Write out the records beneath this line exactly as they appear, minus any images.

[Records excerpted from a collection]
## START

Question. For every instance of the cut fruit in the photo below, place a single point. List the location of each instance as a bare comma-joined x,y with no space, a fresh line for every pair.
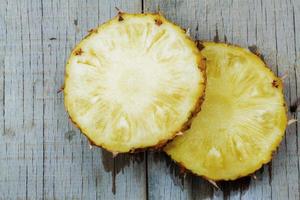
134,82
242,119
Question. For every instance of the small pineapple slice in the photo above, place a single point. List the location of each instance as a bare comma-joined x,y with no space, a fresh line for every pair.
242,119
134,82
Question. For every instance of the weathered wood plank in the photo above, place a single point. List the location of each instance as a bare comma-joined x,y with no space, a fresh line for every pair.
42,156
21,137
72,170
271,26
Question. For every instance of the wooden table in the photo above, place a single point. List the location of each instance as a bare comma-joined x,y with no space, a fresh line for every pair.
42,156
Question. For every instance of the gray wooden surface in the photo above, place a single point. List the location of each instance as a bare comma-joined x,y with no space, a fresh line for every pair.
42,156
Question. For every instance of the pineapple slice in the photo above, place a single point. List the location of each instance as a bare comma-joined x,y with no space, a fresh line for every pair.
134,82
242,119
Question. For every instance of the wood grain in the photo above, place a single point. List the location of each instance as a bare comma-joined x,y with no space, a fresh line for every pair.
42,156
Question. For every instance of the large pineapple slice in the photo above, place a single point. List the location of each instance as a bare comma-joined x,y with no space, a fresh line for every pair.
242,119
134,82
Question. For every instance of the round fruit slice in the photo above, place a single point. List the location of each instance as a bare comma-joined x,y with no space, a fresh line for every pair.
242,119
134,82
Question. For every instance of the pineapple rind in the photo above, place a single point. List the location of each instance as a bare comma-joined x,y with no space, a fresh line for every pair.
115,144
210,160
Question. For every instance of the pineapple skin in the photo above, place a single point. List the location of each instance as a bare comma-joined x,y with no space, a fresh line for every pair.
193,112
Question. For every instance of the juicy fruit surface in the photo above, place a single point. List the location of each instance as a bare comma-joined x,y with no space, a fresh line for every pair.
242,119
133,82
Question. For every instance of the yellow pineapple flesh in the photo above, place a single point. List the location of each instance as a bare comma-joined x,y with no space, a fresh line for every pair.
242,119
133,82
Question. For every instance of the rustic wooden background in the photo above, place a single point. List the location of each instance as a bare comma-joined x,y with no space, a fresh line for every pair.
42,156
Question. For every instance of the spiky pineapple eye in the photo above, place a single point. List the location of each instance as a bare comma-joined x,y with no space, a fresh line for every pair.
132,83
242,119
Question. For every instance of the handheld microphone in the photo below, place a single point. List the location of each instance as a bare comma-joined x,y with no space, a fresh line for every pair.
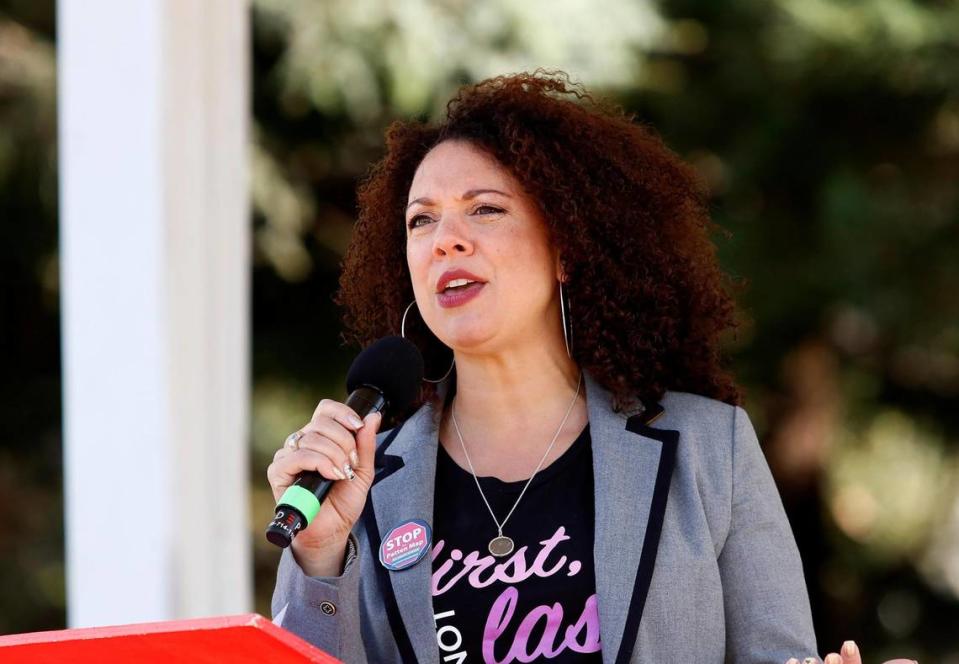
385,375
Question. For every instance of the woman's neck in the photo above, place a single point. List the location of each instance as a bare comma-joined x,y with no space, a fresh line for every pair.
509,408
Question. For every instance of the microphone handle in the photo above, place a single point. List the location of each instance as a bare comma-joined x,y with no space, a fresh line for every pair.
301,501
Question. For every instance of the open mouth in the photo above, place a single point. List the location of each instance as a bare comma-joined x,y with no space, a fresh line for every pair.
459,291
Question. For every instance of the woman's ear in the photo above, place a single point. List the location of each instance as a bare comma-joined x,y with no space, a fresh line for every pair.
560,270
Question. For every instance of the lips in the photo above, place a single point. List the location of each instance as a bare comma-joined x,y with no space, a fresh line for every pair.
454,297
457,278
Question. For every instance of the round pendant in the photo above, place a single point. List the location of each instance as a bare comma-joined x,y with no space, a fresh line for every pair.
501,546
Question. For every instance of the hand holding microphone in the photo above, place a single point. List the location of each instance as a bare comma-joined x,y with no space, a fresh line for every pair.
340,440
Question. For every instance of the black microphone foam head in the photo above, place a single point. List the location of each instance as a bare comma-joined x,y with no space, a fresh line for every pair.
392,365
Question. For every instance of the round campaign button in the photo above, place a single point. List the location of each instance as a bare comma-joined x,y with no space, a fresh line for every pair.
405,545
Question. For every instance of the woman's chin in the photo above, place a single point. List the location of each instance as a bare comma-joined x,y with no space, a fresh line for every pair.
466,337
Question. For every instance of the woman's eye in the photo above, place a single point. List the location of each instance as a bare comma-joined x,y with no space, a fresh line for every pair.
414,222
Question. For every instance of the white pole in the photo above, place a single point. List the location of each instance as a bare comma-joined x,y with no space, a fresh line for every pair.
154,251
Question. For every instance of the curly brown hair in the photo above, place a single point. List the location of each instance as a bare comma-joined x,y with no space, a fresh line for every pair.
648,300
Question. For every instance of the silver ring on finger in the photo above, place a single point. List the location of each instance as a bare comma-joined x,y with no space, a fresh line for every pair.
293,440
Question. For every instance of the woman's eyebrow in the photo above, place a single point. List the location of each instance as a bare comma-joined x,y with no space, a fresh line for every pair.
472,193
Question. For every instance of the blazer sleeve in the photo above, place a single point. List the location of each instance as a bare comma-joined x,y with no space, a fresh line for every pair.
323,610
767,613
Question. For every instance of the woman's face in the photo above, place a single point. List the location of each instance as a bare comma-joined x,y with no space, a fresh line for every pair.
468,218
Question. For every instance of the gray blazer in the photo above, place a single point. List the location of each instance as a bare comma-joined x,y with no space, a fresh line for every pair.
695,561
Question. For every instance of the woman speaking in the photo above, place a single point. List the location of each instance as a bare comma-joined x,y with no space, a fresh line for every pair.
577,481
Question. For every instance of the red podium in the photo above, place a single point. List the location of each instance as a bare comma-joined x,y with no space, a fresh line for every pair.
247,638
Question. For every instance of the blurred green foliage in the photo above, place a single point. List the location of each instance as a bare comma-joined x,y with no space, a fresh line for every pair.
828,133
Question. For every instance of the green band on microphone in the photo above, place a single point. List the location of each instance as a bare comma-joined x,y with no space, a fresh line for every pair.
301,499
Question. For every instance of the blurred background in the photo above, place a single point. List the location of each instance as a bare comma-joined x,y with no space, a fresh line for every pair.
828,133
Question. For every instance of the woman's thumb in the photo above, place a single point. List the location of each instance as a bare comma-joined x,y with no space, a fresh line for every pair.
366,439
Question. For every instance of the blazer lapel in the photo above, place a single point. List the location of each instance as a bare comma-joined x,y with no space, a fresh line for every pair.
632,468
403,490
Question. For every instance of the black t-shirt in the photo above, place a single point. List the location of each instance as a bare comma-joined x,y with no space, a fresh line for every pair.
537,603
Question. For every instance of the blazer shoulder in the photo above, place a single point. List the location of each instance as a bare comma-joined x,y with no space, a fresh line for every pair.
708,429
689,408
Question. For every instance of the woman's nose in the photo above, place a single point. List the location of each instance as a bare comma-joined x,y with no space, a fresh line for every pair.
451,237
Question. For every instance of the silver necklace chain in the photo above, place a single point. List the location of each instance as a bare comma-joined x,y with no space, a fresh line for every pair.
499,526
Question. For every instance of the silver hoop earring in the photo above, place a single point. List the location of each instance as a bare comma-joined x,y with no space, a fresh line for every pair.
403,334
568,338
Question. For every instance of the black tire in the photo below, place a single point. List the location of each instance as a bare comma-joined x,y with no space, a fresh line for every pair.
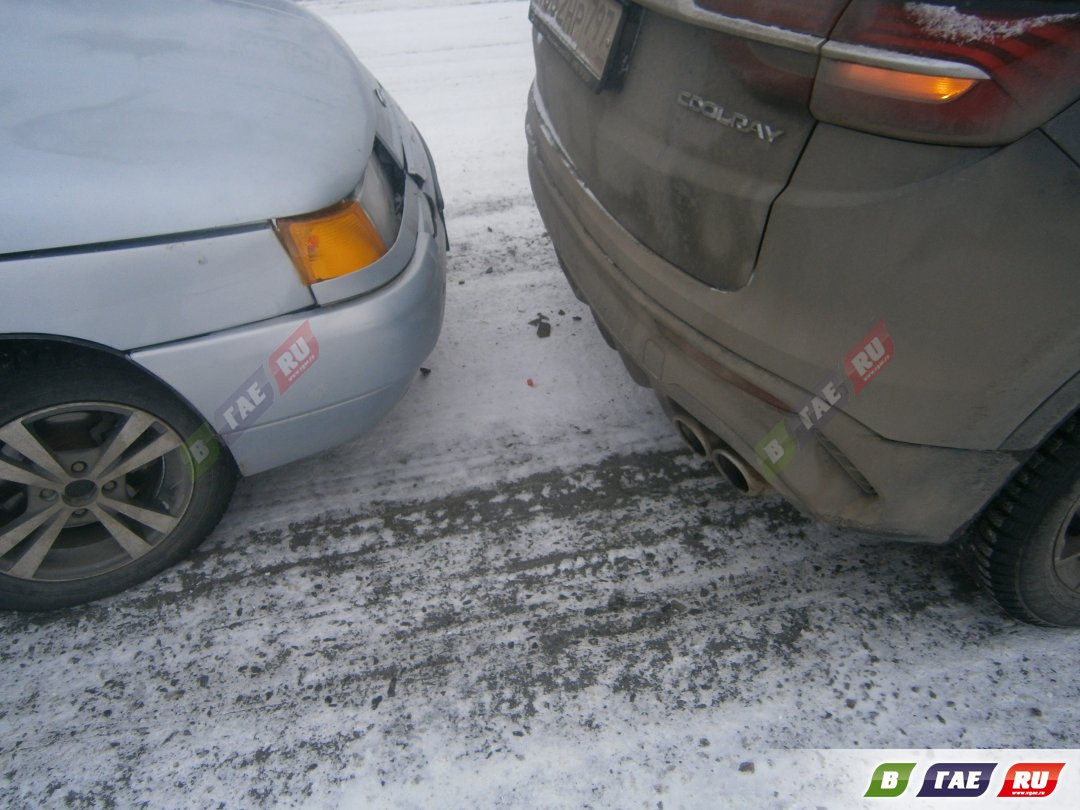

## END

FULL SOLUTION:
Question. For every instance of the cut fruit in the photo below, place a single point. List the location of each instance as a bare comma-joined x,y with no space, a fresh line for every pair.
134,82
242,119
Question. For every instance of the small pineapple slice in the photo above, place a single point. List the location of each instance as a bare comma-joined x,y with no space, a fresh line for every pair.
242,119
134,82
Question. For every instance of the weathered wood plank in the photo above, place a single point. List the location of each instance as a bare comma-joined x,y with no space, a fresh line for every pair.
42,156
21,137
72,170
271,26
Question. For every instance of the wooden table in the photo above, place a single point. List the location of each instance as a bare comma-joined x,y with no space, a fresh line for every pair.
42,156
Question. For every instance of the gray wooden surface in the photo above, place a single point. List the location of each instance as a bare comma-joined x,y with no space, a fresh line for every pair.
42,156
Question. For every instance of the pineapple slice in the photo above, place a single point. List the location of each instance as a bare comma-joined x,y with no space, a fresh line for every pair.
134,82
242,119
Question. For every instance of the wood grain in the photo above, place a single point. List the location of each instance as a bare comma-joined x,y with no space, a fresh line for every pair.
42,156
Question. For every instance of the large pineapple slice in the photo above, place a single point. List the location of each instance as a bare comma-joined x,y with no space, a fresh line for every pair.
242,119
134,82
Question. For every instance of the round fruit slice in the photo above, place a single point. List the location of each instance as a bare comma-joined x,y with no space, a fresh line for every pair.
242,119
134,82
Question. For every instance of the pineapple rind in the photo above, place a single point. List the location of each instance as a bare comma-joined x,y with no space, a fresh line for every pair.
115,144
210,160
Question. For every instance of the pineapple skin in the photo above, place a single point. List the location of each instance as a bare comma-joined x,y with no space, a fresh line for every pair.
193,112
Question. For every instance of the juicy fruit surface in the photo above, place a single point. List the location of each instance as a bare comma-joined x,y with no space, a fresh line for every pair.
242,119
133,82
Question. For every instance of the yellow pineapple flesh in the photo above, place a single point. List the location of each instance as a bare comma-joined x,y with no space, a fresh line for every pair.
242,119
133,82
Question. For every instance of the rustic wooden background in the photo above, place a single point. List the location of each instance as a bare comma-joined x,y with no space, a fresh line for every pair.
42,156
Question. For every instance of the spiky pineapple eye in the photo above, place a single point. List the location of each instance as a bare comma-joined x,y with no space, a fresh line for every pair.
132,83
242,119
Question. For every instance of the handheld microphone in the photo below, place a single point. List the location of each instance as a bare comma-joined x,y with no space, a fresh line for every pair.
385,375
Question. For every instance of the woman's neck in the photo above, place a single point. List the location of each instance as a bare comma-joined x,y with no space, a fresh line for every pair.
509,408
Question. For every instance of the microphone handle in the photo above, place a single point. List the location of each instance as a bare comma-joined x,y with no space, a fresh line for every pair.
301,501
Question. For every instance of the open mouth in the photo above, place a single point. List the location of each instance as a bare comma-joined x,y with no space, a fresh line for every pair.
459,291
Question. For every instance of the woman's ear in the photo above, place a single point. List the location of each instance as a bare comma-joined x,y with no space, a fresh line for every pair.
560,270
Question. For every instance of the lips in the photo above, place a single point. List the location of each instance as a bare comma-joined x,y with no space, a fresh line for every pair.
454,297
457,278
Question. For every instance of the round pendant in the photo above, place a single point. List the location of each instance as a bare comma-joined x,y with no space, a fresh line for every pair.
501,546
Question. For every instance of the hand holding microphone in the photo above, place a single point. List the location of each instance as a bare comma-joined x,y with no space, a fresh line for every pair.
340,440
Question. For every instance of the black microphone foam head in the photo above, place a single point. List the location of each instance as a bare comma-joined x,y with no space, a fresh line for every pair.
392,365
Question. For every instance of the round campaign button in the photo above, place a single point. List the location of each instance as a bare comma-joined x,y with no space, a fresh line for every pair.
405,545
Question. For every instance of the woman's chin in the photo above, place a single point. List the location of each instance as a bare comma-joined x,y with no space, a fresh line for every pair.
466,337
Question. For every instance of the woman's eye in the photo above, place a single point. List the location of each instance as a bare comma-joined x,y with no space, a fresh line for every pair.
414,222
Question. For every instance of the white pole in the photo above, place a single point. List the location of each instance as a bare comma-joined x,y with no space, a fresh line for every pair.
154,251
Question. For every instance of the curly brown hair in the photo above, place a single point. List the location of each instance as a bare comma-joined x,y with no space, a fresh line for every pair.
648,300
Question. For every instance of the silver ring on finger in the photo above, place a single point. List the location of each instance as a bare comma-joined x,y with no space, a fresh line for every pair.
293,440
Question. For every instance of the woman's eyebrow in the photo above, place a single point. List the location of each instance as a bare comma-joined x,y with no space, a fresh line for every pair.
472,193
Question. For every instance of the blazer sleeve in the photo above, place a single point. List the location of each instance as a bare comma-joined x,y with no space, a fresh line for every pair.
323,610
767,613
Question. For every instance of the woman's face in the photo above, place a single point. List the location of each instance as a bare comma-joined x,y with no space, a fresh line for every pair.
468,218
Question. For every instance of the gray blazer in the photo above, place a single point. List the location of each instance as a bare comma-joined x,y with no space, a fresh line for every pair.
695,561
Question. For every instance of the woman speaking in the photo above, place a single point. List the location of each instance as a bare comma-joined x,y with no space, a fresh line for every pair.
577,481
Question. For every instance of the red podium in the photo above, place a single point. List the location of each instance as a bare comma-joined x,y with no space, a fresh line for every pair.
247,638
Question. For every instance of the blurred green foliage in the photo above, place a single point. List the location of each instance as a bare comma-joined x,y with no space, a fresh line for every pair.
828,133
Question. For every instance of the green band on microphone in the photo above, place a single point. List the location of each instance as a bare comma-joined x,y with no space, a fresh line for every pair.
301,499
Question. For every instance of the blurred background in the photo above, place a single point. List the location of each instance as a bare comma-joined x,y with no space, a fresh line for every pair.
828,133
Question. For every instance of the woman's thumb in the photo above, place a single point. List the location of each instance as a bare comma-joined x,y with no space, a fresh line for every pair.
366,439
Question. For every instance of the blazer lapel in the photo above, place a single point. List the location of each instance as a bare comma-joined x,y with no space, a fresh line for every pair.
632,468
403,490
Question. For every instance of the black t-shirt in the photo above, place a single point. List the location of each instance as a bare comma-joined x,y with no space, a fresh line for every pair.
537,603
Question. For every instance of the blazer shoulder in the photo above, place a single point. List the location of each instance as a bare comma-joined x,y with no space, a fresh line for every pair.
708,429
689,408
Question. For every instance of the woman's nose in the photo above, place a single point. List the location of each instance as a bare comma-joined x,y with no space, a fresh line for every pair.
451,237
Question. For every instance of the silver necklace chain in the photo above, place a single point. List the location of each instance as a bare comma-joined x,y with no space, a fresh line for every pair.
499,526
Question. For every instance of the silver hoop earring in the photo above, place a single point. List the location of each instance as a bare comma-joined x,y with no space, a fresh line for every pair.
403,334
568,338
Question. For every instance of the black tire in the photo below, place a single point. List the location of each instance as a bare comma-joined x,y with no space, a fresh line for every pair.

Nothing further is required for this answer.